EXERCISE TEXT:
NORWICH, Conn. –– Author and poet David W. McKain, whose memoir about growing up in Bradford, Pa., was nominated for the Pulitzer Prize, died earlier this month after a long affliction of Alzheimer’s disease.
His death on Dec. 27 was announced by his family.
McKain, born in Punxsutawney, Pa., on Dec. 28, 1937, was raised in Bradford. His memoir, “Spellbound: Growing Up in God’s Country,” was published in 1988 and was the winner of the Associated Writing Programs Award for Creative Non-fiction and was nominated for the National Book Award, the PEN award, as well as the Pulitzer Prize.
He was a poet, a nonfiction writer and a professor of English at the University of Connecticut, teaching at the Avery Point and Storrs campuses for 30 years, retiring in 1993 as professor emeritus. In the early 1990s he was a writer-in-residence at the University of Pittsburgh at Bradford.
In Storrs at UConn, McKain was the head of the creative writing program and in 1983 he was honored with the outstanding teacher of the year award. In addition to “Spellbound,” his books include three collections of poems, “In Touch,” “The Common Life” and “Spirit Bodies.” He was the editor for “The Whole Earth: Essays in Appreciation, Anger, and Hope” (1972) and “Christianity: Some Non-Christian Appraisals” (1964).

REQUIRED TASKS:
1. List the titles of every book the obituary credits to McKain as author or editor.
2. Duplicate the obituary word for word from "NORWICH, Conn. ––" up to and including "the Pulitzer Prize.".
None of the listing is needed for this work.

[Stored data entries]

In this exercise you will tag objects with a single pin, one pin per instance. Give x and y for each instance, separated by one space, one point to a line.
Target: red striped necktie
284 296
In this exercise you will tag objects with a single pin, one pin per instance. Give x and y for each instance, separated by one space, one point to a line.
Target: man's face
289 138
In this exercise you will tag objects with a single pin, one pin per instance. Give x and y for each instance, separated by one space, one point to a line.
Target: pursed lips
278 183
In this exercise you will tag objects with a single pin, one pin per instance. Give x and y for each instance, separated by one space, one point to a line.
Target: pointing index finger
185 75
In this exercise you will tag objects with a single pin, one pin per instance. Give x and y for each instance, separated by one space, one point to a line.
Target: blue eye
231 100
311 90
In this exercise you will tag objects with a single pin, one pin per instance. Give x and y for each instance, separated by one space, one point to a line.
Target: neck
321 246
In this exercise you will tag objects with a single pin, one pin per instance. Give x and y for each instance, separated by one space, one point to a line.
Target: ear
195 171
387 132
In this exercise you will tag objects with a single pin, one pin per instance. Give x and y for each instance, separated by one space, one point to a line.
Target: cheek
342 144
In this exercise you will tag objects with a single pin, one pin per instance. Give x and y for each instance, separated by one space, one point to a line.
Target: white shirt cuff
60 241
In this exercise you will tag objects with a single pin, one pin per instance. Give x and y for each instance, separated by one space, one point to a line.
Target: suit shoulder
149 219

---

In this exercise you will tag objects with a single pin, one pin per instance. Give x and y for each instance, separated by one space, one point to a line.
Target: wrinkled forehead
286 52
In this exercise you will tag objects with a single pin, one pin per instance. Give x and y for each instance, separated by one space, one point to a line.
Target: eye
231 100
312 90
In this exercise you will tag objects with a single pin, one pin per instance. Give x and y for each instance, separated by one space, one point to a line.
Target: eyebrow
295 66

...

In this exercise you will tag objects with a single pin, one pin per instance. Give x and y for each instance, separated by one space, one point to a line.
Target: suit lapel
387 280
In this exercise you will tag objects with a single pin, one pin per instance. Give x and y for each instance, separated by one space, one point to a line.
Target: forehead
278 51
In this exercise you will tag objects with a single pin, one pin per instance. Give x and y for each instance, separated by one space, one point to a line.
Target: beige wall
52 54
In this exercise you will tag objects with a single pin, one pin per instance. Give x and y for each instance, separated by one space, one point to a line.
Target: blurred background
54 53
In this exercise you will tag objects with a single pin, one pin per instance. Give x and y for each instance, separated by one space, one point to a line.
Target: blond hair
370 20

LIST OF ANSWERS:
1.
"Spellbound: Growing Up in God's Country"
"In Touch"
"The Common Life"
"Spirit Bodies"
"The Whole Earth: Essays in Appreciation, Anger, and Hope"
"Christianity: Some Non-Christian Appraisals"

2.
NORWICH, Conn. –– Author and poet David W. McKain, whose memoir about growing up in Bradford, Pa., was nominated for the Pulitzer Prize, died earlier this month after a long affliction of Alzheimer’s disease.
His death on Dec. 27 was announced by his family.
McKain, born in Punxsutawney, Pa., on Dec. 28, 1937, was raised in Bradford. His memoir, “Spellbound: Growing Up in God’s Country,” was published in 1988 and was the winner of the Associated Writing Programs Award for Creative Non-fiction and was nominated for the National Book Award, the PEN award, as well as the Pulitzer Prize.